Since the entries below must stay intact, return each one exactly.

━━━ Data to use

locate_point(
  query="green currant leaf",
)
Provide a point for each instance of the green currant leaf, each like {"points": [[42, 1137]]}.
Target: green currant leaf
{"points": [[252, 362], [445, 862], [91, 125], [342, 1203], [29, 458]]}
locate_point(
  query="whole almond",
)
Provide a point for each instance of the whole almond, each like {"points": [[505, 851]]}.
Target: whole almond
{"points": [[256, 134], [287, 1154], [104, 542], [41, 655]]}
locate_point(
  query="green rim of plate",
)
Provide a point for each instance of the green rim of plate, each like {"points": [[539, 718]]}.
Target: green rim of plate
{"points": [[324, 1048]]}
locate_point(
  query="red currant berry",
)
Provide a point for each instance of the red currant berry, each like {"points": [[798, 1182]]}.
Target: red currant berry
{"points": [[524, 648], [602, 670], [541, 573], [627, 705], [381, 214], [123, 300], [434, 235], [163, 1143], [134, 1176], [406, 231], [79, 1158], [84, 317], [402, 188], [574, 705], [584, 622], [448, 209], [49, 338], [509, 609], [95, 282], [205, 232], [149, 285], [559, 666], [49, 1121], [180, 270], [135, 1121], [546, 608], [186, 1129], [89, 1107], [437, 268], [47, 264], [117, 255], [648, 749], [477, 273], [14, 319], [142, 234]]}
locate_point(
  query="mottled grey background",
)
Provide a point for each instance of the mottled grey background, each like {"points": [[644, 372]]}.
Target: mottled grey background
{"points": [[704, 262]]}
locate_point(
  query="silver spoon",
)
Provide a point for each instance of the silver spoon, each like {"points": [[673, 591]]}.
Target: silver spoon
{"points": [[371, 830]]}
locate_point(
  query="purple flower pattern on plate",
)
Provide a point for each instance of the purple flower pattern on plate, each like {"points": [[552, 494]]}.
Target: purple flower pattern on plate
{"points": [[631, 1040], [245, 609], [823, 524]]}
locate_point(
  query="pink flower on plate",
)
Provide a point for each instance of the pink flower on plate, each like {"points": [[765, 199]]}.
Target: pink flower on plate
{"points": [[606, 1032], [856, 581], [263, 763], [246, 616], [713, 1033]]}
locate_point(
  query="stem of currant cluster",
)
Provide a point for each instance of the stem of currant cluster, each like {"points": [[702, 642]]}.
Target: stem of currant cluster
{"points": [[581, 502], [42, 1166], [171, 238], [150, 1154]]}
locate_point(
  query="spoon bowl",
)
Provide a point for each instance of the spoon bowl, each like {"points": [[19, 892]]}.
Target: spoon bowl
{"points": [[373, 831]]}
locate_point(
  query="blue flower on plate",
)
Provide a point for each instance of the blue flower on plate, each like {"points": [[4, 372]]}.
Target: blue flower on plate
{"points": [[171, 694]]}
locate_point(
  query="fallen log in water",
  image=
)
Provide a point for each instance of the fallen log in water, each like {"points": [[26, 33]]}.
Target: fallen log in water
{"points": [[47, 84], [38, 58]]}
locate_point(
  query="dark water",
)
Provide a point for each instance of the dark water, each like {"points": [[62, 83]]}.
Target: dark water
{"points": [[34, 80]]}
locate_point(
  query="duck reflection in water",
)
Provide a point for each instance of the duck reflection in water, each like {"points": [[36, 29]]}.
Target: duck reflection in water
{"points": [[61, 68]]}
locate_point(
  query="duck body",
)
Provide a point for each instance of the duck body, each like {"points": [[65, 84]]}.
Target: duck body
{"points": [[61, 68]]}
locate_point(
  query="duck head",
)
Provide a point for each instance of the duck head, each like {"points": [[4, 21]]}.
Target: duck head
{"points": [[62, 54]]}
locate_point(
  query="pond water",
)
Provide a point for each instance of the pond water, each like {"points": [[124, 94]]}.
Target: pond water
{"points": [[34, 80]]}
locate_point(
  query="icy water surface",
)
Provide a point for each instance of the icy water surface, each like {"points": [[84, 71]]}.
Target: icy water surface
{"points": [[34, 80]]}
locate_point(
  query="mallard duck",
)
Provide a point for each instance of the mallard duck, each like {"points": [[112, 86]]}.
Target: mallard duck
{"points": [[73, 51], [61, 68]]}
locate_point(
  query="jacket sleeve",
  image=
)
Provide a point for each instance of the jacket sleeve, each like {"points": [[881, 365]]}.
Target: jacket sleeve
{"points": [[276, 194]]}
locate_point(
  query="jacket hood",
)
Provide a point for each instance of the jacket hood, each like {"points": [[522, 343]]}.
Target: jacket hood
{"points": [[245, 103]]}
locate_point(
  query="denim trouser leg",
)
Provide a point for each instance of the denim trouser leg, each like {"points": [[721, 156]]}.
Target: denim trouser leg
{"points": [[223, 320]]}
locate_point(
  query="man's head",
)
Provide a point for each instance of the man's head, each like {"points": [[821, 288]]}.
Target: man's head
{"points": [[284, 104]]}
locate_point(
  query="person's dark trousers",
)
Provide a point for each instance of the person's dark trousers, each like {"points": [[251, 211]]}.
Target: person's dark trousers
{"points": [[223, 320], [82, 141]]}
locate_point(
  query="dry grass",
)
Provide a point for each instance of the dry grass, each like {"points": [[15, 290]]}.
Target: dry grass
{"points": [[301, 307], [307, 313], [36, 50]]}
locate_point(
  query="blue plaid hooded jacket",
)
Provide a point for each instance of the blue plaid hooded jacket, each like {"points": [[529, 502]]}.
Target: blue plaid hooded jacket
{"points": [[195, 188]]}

━━━━━━

▸ **Response box**
locate_point(
  query="green currant leaf",
)
Provide a point for each instance of the green currant leaf, each like {"points": [[42, 1137]]}.
Target: green currant leaf
{"points": [[252, 362], [445, 862], [91, 125], [342, 1203], [29, 458]]}
locate_point(
  query="whole almond",
)
Provide a point for each instance of the whole almond, each like {"points": [[505, 851]]}.
Target: whole almond
{"points": [[256, 134], [287, 1154], [104, 542], [41, 655]]}
locate_point(
  query="green rim of plate",
)
Provide a point for each instance of the green rim of plate, each like {"points": [[539, 718]]}.
Target: green rim of plate
{"points": [[324, 1048]]}
locate_point(
  query="red currant berry",
)
Provide a point for each instance of the red currant berry, each like {"points": [[798, 1182]]}.
Target: red currant berry
{"points": [[524, 648], [602, 670], [541, 573], [627, 705], [381, 214], [123, 300], [434, 235], [163, 1143], [134, 1176], [406, 231], [79, 1158], [84, 317], [402, 188], [574, 705], [584, 622], [448, 209], [49, 338], [509, 609], [95, 282], [205, 232], [149, 285], [559, 666], [49, 1121], [180, 270], [135, 1121], [546, 608], [186, 1129], [89, 1107], [437, 268], [47, 264], [117, 255], [648, 749], [477, 273], [14, 319], [142, 234]]}
locate_point(
  query="mottled grey background",
)
Provide a point for each instance of the mottled grey background, each like {"points": [[644, 372]]}.
Target: mottled grey background
{"points": [[704, 262]]}
locate_point(
  query="silver spoon",
)
Provide a point for each instance of the silver spoon, each like {"points": [[673, 591]]}.
Target: silver spoon
{"points": [[371, 830]]}
locate_point(
  query="purple flower pattern on plate",
)
Provide a point for each instance of the purple flower pattern on plate, each like {"points": [[552, 494]]}.
Target: purple flower pattern on plate
{"points": [[631, 1040], [245, 609], [823, 524]]}
locate_point(
  query="pink flower on plate",
)
Provide a point for each instance of the pink flower on plate, each like {"points": [[765, 199]]}.
Target: pink flower on plate
{"points": [[606, 1032], [856, 581], [263, 763], [246, 616], [713, 1033]]}
locate_point(
  query="stem of currant cluster",
)
Provide a point for each instance of the stem of currant cluster, each like {"points": [[702, 642]]}.
Target: stem of currant cluster
{"points": [[581, 502], [42, 1166], [171, 238], [150, 1154]]}
locate_point(
  query="spoon bowl",
)
Provide a point for each instance of the spoon bowl, each like {"points": [[19, 892]]}.
Target: spoon bowl
{"points": [[373, 831]]}
locate_point(
  query="blue flower on plate",
)
Provide a point for each instance of the blue flower on plate, each like {"points": [[4, 372]]}.
Target: blue flower on plate
{"points": [[171, 694]]}
locate_point(
  query="fallen log in water",
  image=
)
Provide a point for each instance of the fallen log in water, each like {"points": [[26, 33]]}.
Target: fallen log in water
{"points": [[47, 84], [38, 58]]}
locate_point(
  query="dark water",
)
Provide a point for each instance of the dark water, each like {"points": [[62, 83]]}.
Target: dark water
{"points": [[34, 80]]}
locate_point(
  query="duck reflection in water",
)
Provide a point for each instance of the duck reflection in water, each like {"points": [[36, 29]]}.
Target: duck reflection in water
{"points": [[61, 68]]}
locate_point(
  query="duck body",
)
Provide a point for each instance of the duck body, each like {"points": [[65, 84]]}.
Target: duck body
{"points": [[61, 68]]}
locate_point(
  query="duck head",
)
Provide a point for each instance of the duck head, each like {"points": [[4, 21]]}.
Target: duck head
{"points": [[62, 54]]}
locate_point(
  query="pond water",
)
Provide a point for each instance of the pond water, each like {"points": [[124, 94]]}.
Target: pond water
{"points": [[34, 80]]}
locate_point(
  query="icy water surface",
)
Provide a point for each instance of the icy water surface, each like {"points": [[84, 71]]}.
Target: icy water surface
{"points": [[34, 80]]}
locate_point(
  query="mallard duck",
)
Provide a point for each instance of the mallard duck, each like {"points": [[112, 86]]}.
Target: mallard duck
{"points": [[73, 51], [61, 68]]}
locate_point(
  query="jacket sleeve",
  image=
)
Provide a point for each instance of the jacket sleeve, each like {"points": [[881, 365]]}.
Target: jacket sleeve
{"points": [[276, 194]]}
locate_point(
  query="jacket hood",
)
Provide a point for each instance of the jacket hood, each like {"points": [[522, 343]]}.
Target: jacket hood
{"points": [[245, 103]]}
locate_point(
  query="denim trouser leg",
)
Provide a point for each instance of the denim trouser leg, each like {"points": [[721, 156]]}.
Target: denim trouser leg
{"points": [[223, 320]]}
locate_point(
  query="man's head",
)
Provide a point for each instance of the man's head, each like {"points": [[821, 288]]}.
Target: man's head
{"points": [[284, 104]]}
locate_point(
  query="person's dark trousers",
)
Provide a point for each instance of the person's dark trousers, each like {"points": [[251, 211]]}.
Target: person's dark trousers
{"points": [[223, 320], [82, 141]]}
locate_point(
  query="dry grass",
)
Provide a point for each instance of the dry grass, each like {"points": [[15, 290]]}.
Target: dry grass
{"points": [[301, 307], [307, 313], [36, 50]]}
locate_point(
  query="blue plaid hooded jacket",
)
Provide a point for each instance of the blue plaid hooded jacket, each like {"points": [[529, 502]]}.
Target: blue plaid hooded jacket
{"points": [[195, 188]]}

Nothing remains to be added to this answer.